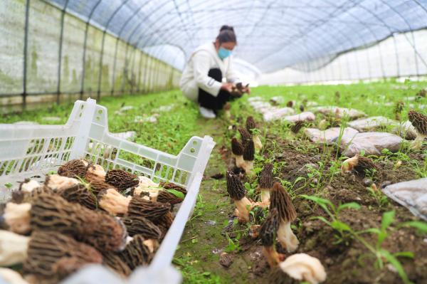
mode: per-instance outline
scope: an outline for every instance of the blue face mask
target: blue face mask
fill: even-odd
[[[223,47],[220,47],[218,50],[218,56],[221,59],[226,58],[227,57],[231,55],[231,51],[224,48]]]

^^^^^^^^

The request: Convert the lines above into a numbered list, omitting any blank lines and excluding the pictures from the result.

Written response:
1. mode: per-instance outline
2. scope: an outline for every instance of the blue face mask
3. target: blue face mask
4. fill: even-odd
5. [[[223,47],[220,47],[218,50],[218,56],[221,59],[226,58],[227,57],[231,55],[231,51],[224,48]]]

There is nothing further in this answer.